EXTRACTED RECORDS Start Marker

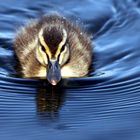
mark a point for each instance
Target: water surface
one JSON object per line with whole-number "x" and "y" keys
{"x": 103, "y": 106}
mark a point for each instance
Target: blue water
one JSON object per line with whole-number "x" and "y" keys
{"x": 103, "y": 106}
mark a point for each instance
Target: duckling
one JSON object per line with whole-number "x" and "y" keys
{"x": 52, "y": 47}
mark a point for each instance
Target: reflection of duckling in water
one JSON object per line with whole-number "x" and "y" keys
{"x": 53, "y": 47}
{"x": 50, "y": 99}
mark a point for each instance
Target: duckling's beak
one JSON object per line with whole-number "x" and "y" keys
{"x": 53, "y": 72}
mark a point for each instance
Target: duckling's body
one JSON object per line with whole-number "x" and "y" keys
{"x": 54, "y": 33}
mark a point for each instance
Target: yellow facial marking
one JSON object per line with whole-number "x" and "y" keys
{"x": 44, "y": 44}
{"x": 61, "y": 43}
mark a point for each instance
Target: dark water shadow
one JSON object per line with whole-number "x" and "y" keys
{"x": 49, "y": 100}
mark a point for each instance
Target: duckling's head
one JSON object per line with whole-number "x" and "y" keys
{"x": 53, "y": 51}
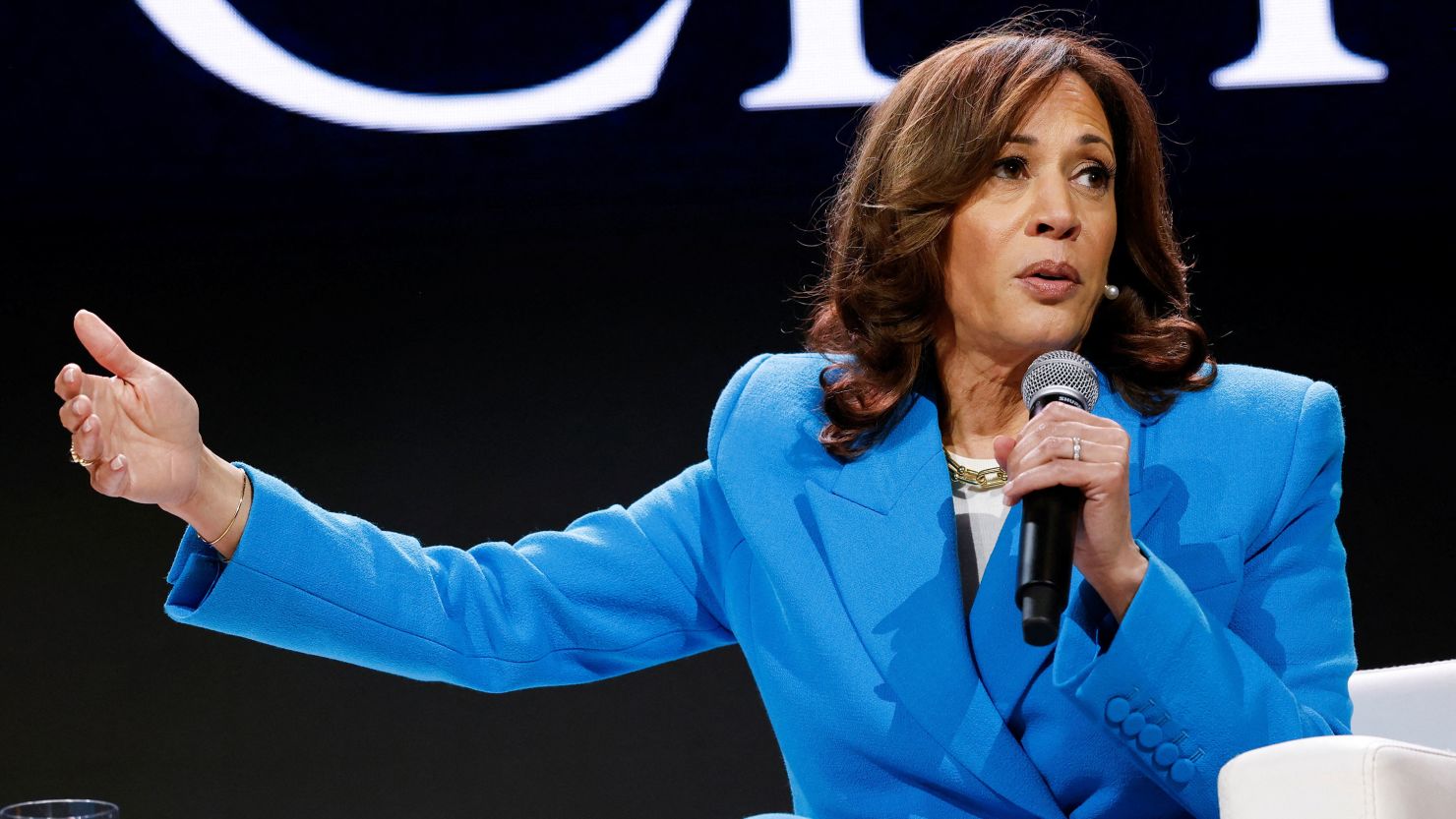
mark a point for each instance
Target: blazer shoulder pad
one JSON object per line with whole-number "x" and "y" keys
{"x": 770, "y": 402}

EXTRACTED RECORDS End Marker

WHAT IS REQUIRED
Each entry above is to be given again exactly, and any image in it is to be dropped.

EXERCISE RESPONSE
mark a point for each instance
Target: water surface
one JSON object per line with whole-number "x" and "y" keys
{"x": 103, "y": 106}
mark a point for each instance
Target: blue water
one JSON object per line with whole-number "x" and "y" keys
{"x": 103, "y": 106}
mark a point for each instance
Target: duckling
one JSON object per line with whole-number "x" and "y" keys
{"x": 52, "y": 47}
mark a point for each instance
Target: reflection of duckling in water
one JSON object per line with whole-number "x" and "y" keys
{"x": 53, "y": 47}
{"x": 50, "y": 99}
mark a point for each instance
Target: duckling's beak
one JSON object per line with whole-number "x" and "y" keys
{"x": 53, "y": 72}
mark a point for each instance
Target: duckling's body
one JSON object per line with whole-number "x" and "y" keys
{"x": 54, "y": 33}
mark a point for each instance
Target: yellow facial marking
one JSON object per line with whole-number "x" and "y" keys
{"x": 44, "y": 44}
{"x": 61, "y": 43}
mark a point for each instance
Target: dark water shadow
one JSON object per line with whole-number "x" and "y" keys
{"x": 49, "y": 100}
mark a point for each instance
Target: duckling's head
one JSON object per line with whole-number "x" and "y" keys
{"x": 53, "y": 51}
mark a point for each instance
Target: blazer shoulder pad
one JSON object per line with whole-number "x" and "y" keys
{"x": 770, "y": 402}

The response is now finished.